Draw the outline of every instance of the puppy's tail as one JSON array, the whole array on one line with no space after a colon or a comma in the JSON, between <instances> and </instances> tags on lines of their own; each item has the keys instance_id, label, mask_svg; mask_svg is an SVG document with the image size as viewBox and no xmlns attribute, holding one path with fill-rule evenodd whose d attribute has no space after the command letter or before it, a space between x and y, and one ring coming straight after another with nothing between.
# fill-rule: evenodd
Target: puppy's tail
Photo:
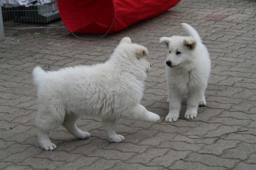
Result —
<instances>
[{"instance_id":1,"label":"puppy's tail","mask_svg":"<svg viewBox=\"0 0 256 170\"><path fill-rule=\"evenodd\" d=\"M186 31L189 35L194 38L197 41L202 42L202 39L198 33L191 26L186 23L182 23L183 29Z\"/></svg>"},{"instance_id":2,"label":"puppy's tail","mask_svg":"<svg viewBox=\"0 0 256 170\"><path fill-rule=\"evenodd\" d=\"M34 83L36 85L38 85L44 79L46 75L46 72L42 69L41 67L38 66L34 68L32 74Z\"/></svg>"}]
</instances>

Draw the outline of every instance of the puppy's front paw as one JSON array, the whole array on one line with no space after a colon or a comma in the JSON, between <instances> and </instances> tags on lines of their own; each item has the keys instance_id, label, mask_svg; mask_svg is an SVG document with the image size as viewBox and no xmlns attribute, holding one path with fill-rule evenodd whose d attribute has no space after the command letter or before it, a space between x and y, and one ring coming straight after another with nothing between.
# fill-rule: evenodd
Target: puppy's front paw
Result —
<instances>
[{"instance_id":1,"label":"puppy's front paw","mask_svg":"<svg viewBox=\"0 0 256 170\"><path fill-rule=\"evenodd\" d=\"M165 122L171 123L176 122L179 119L179 116L174 115L167 115L165 117Z\"/></svg>"},{"instance_id":2,"label":"puppy's front paw","mask_svg":"<svg viewBox=\"0 0 256 170\"><path fill-rule=\"evenodd\" d=\"M120 135L116 135L108 138L108 140L110 142L120 143L125 139L124 137Z\"/></svg>"},{"instance_id":3,"label":"puppy's front paw","mask_svg":"<svg viewBox=\"0 0 256 170\"><path fill-rule=\"evenodd\" d=\"M186 113L185 113L185 118L189 120L189 119L193 119L195 118L196 117L196 115L197 115L197 113L195 112L186 112Z\"/></svg>"},{"instance_id":4,"label":"puppy's front paw","mask_svg":"<svg viewBox=\"0 0 256 170\"><path fill-rule=\"evenodd\" d=\"M53 150L57 148L54 144L51 142L43 142L40 144L41 147L45 150Z\"/></svg>"},{"instance_id":5,"label":"puppy's front paw","mask_svg":"<svg viewBox=\"0 0 256 170\"><path fill-rule=\"evenodd\" d=\"M204 107L206 105L206 101L205 100L200 100L199 102L199 106Z\"/></svg>"},{"instance_id":6,"label":"puppy's front paw","mask_svg":"<svg viewBox=\"0 0 256 170\"><path fill-rule=\"evenodd\" d=\"M147 114L148 120L149 122L157 122L160 120L160 117L155 113L148 111Z\"/></svg>"}]
</instances>

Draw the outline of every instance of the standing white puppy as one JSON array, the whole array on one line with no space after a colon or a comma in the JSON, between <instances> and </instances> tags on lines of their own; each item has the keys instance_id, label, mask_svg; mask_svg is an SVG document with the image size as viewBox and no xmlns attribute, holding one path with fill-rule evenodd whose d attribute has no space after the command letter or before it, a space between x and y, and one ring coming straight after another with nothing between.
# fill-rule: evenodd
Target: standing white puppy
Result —
<instances>
[{"instance_id":1,"label":"standing white puppy","mask_svg":"<svg viewBox=\"0 0 256 170\"><path fill-rule=\"evenodd\" d=\"M160 39L160 43L165 43L168 48L166 82L169 110L166 122L178 120L184 98L188 98L187 119L195 118L198 105L206 104L204 93L211 70L209 54L196 31L187 24L182 24L189 36Z\"/></svg>"},{"instance_id":2,"label":"standing white puppy","mask_svg":"<svg viewBox=\"0 0 256 170\"><path fill-rule=\"evenodd\" d=\"M92 66L67 67L45 72L40 67L33 71L38 87L38 113L35 124L42 148L56 148L49 132L62 125L75 137L84 139L90 133L75 125L80 117L102 119L108 140L121 142L124 137L115 133L120 118L155 122L158 115L140 105L144 80L150 67L145 57L147 49L123 38L110 59Z\"/></svg>"}]
</instances>

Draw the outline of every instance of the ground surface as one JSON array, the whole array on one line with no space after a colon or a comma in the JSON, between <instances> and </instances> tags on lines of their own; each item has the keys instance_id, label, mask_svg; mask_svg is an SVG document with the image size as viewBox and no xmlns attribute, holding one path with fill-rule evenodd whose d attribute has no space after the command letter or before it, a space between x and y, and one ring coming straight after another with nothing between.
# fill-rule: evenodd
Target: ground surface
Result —
<instances>
[{"instance_id":1,"label":"ground surface","mask_svg":"<svg viewBox=\"0 0 256 170\"><path fill-rule=\"evenodd\" d=\"M199 109L196 118L167 124L166 49L158 41L183 34L181 22L201 35L212 73L207 106ZM256 25L255 0L186 0L96 41L69 34L6 36L0 44L0 169L256 170ZM117 131L126 140L110 144L99 120L84 119L78 125L91 133L89 139L76 139L60 128L50 134L55 150L39 148L33 68L56 70L103 62L124 36L148 48L152 70L142 104L160 115L161 122L121 120Z\"/></svg>"}]
</instances>

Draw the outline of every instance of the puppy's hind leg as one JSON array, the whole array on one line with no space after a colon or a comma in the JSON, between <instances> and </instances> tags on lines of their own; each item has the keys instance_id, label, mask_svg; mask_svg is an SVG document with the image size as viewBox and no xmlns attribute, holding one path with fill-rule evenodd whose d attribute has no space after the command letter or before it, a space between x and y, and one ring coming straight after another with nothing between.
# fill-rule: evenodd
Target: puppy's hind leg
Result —
<instances>
[{"instance_id":1,"label":"puppy's hind leg","mask_svg":"<svg viewBox=\"0 0 256 170\"><path fill-rule=\"evenodd\" d=\"M78 118L78 117L74 114L66 114L62 126L77 138L82 139L89 138L91 136L89 133L81 131L75 125Z\"/></svg>"},{"instance_id":2,"label":"puppy's hind leg","mask_svg":"<svg viewBox=\"0 0 256 170\"><path fill-rule=\"evenodd\" d=\"M199 101L199 107L203 107L206 105L206 100L205 100L205 97L204 95L204 92L202 92L201 94L201 99Z\"/></svg>"},{"instance_id":3,"label":"puppy's hind leg","mask_svg":"<svg viewBox=\"0 0 256 170\"><path fill-rule=\"evenodd\" d=\"M62 123L65 112L60 113L61 108L54 108L52 106L46 109L41 107L38 110L35 119L38 129L37 135L40 146L46 150L53 150L56 148L56 145L51 142L49 132L51 130L57 128Z\"/></svg>"},{"instance_id":4,"label":"puppy's hind leg","mask_svg":"<svg viewBox=\"0 0 256 170\"><path fill-rule=\"evenodd\" d=\"M116 119L102 119L102 126L108 136L108 140L110 142L120 143L125 139L122 135L115 133Z\"/></svg>"}]
</instances>

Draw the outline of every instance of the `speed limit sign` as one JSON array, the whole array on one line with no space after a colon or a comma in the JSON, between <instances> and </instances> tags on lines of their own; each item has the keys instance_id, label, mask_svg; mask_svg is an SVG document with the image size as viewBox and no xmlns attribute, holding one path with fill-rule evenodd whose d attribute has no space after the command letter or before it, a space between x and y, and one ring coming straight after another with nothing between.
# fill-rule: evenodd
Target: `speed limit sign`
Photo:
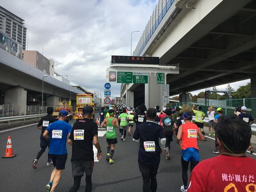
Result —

WHAT YOU WILL DO:
Keep only the lines of the records above that contain the string "Target", and drop every other line.

SOLUTION FOR THIS PROBLEM:
Target: puppy's tail
Target: puppy's front paw
Target: standing white puppy
Target: ground surface
Target: puppy's hind leg
Target: `speed limit sign`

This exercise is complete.